[Stored items]
___
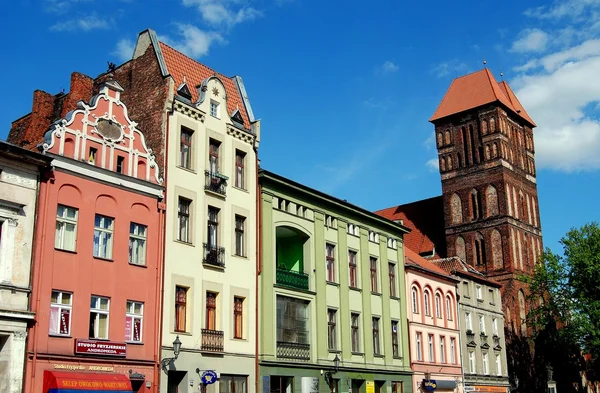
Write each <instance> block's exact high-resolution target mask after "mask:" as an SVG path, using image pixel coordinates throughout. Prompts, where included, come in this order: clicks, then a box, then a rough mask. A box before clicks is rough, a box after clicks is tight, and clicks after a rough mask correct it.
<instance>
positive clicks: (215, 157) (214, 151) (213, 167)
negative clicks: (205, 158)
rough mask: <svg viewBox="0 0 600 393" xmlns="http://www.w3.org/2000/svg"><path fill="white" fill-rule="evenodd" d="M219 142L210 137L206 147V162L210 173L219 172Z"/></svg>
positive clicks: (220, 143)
___
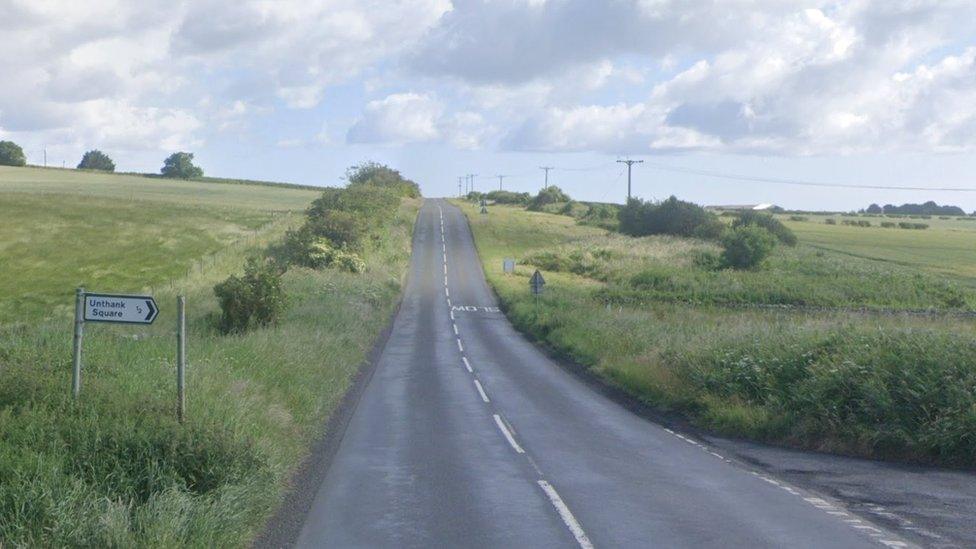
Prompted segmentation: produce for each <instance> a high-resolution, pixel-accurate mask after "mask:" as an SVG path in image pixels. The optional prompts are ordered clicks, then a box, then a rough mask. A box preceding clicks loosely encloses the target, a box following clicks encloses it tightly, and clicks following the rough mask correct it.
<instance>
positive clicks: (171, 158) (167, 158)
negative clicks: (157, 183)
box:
___
-- What the task asks --
Gather every line of the data above that contains the string "resolution", and copy each of those lines in full.

-- Your response --
Write each <instance> block's exact high-resolution target mask after "mask:" as an SVG path, using image pixel coordinates throughout. Prompts, where included, come in this order: clicks, then a box, then a rough mask. A box before clicks is rough, a box after clicks is tight, and clicks after a rough mask correct it.
Prompted segmentation: produce for each <instance> a high-resolution, pixel-accurate mask after "mask:" as an SVG path in image pixels. The optional prompts are ordered clicks, then a box, then a rough mask. A box preceding clicks loosely encloses the target, a box following clicks encloses it tightly, and clicks following the rough mask correct it.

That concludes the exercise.